10.  MUZAK HOLDINGS FINANCE CORP.

     Muzak Holdings Finance Corp. had no operating activities during the
quarters ended March 31, 2002 and 2001.

11.  COMMITMENTS AND CONTINGENCIES

Litigation

     The Company is involved in various claims and lawsuits arising out of the
normal conduct of its business. Although the ultimate outcome of these legal
proceedings cannot be predicted with certainty, the management of the Company
believes that the resulting liability, if any, will not have a material effect
upon the Company's consolidated financial statements or liquidity.

                                       12



                               MUZAK HOLDINGS LLC
           NOTES TO THE CONSOLIDATED FINANCIAL STATEMENTS (CONTINUED)

     The industry wide agreement between business music providers and Broadcast
Music Inc. ("BMI") expired in December 1993. Since this time the Company has
been operating under an interim agreement pursuant to which the Company has
continued to pay royalties at the 1993 rates. Business music providers and BMI
have been negotiating the terms of a new agreement. The Company is involved in a
rate court proceeding, initiated by BMI in Federal Court in New York. At issue
are the music license fees payable by the Company and its owned operations as
well as licensed independent franchisees to BMI. The period from which such
"reasonable" license fees are payable covers the period January 1, 1994 to March
31, 2002, and likely several years thereafter. BMI contends that those fee
levels understate reasonable fee levels by as much as 100%. The Company
vigorously contests BMI's assessment. The eventual court ruling setting final
fees for the period covered will require retroactive adjustment, upward or
downward, likely back to January 1, 1994, and possibly will also entail payment
of pre-judgment interest. Discovery in the proceeding has commenced and is not
yet completed. A trial date has not been set.

- _Directions_:
1. According to the Muzak financial notes, when did the industry-wide agreement between business music providers and Broadcast Music Inc. expire?
2. Extend the Muzak financial notes with the next passage, starting after "A trial date has not been set."
The rows that follow aren't needed for anything here.

- _Supplied records_:
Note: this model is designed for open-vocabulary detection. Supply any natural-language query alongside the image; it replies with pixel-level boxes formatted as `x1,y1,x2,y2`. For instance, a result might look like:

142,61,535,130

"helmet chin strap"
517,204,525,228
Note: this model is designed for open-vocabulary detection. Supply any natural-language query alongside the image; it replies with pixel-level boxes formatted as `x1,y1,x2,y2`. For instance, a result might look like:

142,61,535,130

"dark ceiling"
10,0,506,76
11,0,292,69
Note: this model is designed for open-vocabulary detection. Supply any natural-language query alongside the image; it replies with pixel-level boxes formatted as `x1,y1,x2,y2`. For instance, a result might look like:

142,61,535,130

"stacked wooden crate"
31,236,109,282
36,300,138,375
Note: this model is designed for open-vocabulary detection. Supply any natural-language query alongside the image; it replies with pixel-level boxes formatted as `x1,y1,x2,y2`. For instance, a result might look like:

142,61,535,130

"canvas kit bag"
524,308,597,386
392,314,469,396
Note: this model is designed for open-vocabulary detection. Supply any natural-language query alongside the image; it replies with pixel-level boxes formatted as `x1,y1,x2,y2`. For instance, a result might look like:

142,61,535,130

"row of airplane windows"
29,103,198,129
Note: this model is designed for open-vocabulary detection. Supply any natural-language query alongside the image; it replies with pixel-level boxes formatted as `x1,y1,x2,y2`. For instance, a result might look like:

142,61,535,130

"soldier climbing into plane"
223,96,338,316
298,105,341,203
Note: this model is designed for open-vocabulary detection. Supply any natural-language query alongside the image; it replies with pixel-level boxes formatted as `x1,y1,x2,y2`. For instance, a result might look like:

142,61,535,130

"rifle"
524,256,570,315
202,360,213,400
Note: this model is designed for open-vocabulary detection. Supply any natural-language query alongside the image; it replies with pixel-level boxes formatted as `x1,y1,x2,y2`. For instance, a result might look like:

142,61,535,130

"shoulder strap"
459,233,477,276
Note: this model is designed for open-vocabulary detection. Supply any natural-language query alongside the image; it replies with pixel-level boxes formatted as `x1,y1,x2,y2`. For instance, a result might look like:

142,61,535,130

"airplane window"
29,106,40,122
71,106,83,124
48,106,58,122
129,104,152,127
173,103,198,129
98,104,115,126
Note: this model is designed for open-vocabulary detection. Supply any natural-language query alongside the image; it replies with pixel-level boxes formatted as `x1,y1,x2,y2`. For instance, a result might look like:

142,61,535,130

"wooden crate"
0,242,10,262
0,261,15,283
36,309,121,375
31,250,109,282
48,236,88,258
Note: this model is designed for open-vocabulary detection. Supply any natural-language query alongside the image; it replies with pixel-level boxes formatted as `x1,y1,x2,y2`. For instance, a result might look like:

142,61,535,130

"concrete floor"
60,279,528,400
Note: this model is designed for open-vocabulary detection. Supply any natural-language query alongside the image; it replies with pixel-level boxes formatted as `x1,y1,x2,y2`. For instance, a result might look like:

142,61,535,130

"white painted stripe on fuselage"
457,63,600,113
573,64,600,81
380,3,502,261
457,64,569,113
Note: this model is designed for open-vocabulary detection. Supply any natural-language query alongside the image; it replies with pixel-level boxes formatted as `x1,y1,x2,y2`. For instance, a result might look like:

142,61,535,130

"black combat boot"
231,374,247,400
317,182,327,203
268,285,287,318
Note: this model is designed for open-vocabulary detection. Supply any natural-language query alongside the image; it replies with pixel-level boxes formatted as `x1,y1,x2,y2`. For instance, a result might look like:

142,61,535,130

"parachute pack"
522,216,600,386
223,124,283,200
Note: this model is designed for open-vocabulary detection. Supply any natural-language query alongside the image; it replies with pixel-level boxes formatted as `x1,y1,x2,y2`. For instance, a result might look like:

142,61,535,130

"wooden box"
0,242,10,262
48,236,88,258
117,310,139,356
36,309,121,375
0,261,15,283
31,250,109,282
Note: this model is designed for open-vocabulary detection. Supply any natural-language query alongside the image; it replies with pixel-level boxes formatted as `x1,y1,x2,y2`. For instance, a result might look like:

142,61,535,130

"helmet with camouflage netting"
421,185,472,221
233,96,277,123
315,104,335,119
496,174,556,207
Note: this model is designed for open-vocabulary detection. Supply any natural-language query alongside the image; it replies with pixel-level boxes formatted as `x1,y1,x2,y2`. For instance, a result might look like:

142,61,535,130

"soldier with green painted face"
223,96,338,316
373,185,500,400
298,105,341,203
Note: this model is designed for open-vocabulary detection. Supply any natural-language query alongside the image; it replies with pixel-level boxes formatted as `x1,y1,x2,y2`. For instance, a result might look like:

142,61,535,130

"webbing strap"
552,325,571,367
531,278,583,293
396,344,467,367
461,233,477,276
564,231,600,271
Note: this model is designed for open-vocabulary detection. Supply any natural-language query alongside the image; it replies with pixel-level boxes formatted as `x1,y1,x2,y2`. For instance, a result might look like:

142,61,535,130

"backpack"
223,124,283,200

- _Solved tasks_:
1. December 1993.

2.
     The industry wide agreement between business music providers and American
Society of Composers, Authors and Publishers ("ASCAP") expired in May 1999.
Negotiations between ASCAP and the Company began in June 1999, and the Company
has continued to pay ASCAP royalties at the 1999 rates.

     In October 1998 the Digital Millennium Copyright Act was enacted. The Act
provides for a statutory license for digital copies granted from the copyright
owner of the master recordings. Ephemeral copies refer to temporary copies of
master sound recordings made to enable or facilitate the digital transmission of
such recordings. The Digital Millennium Copyright Act did not specify the rate
and terms of the license. As a result, the United States Copyright Office
convened a Copyright Arbitration Royalty Panel to recommend an ephemeral royalty
rate, and such Panel published a report that was released in February 2002.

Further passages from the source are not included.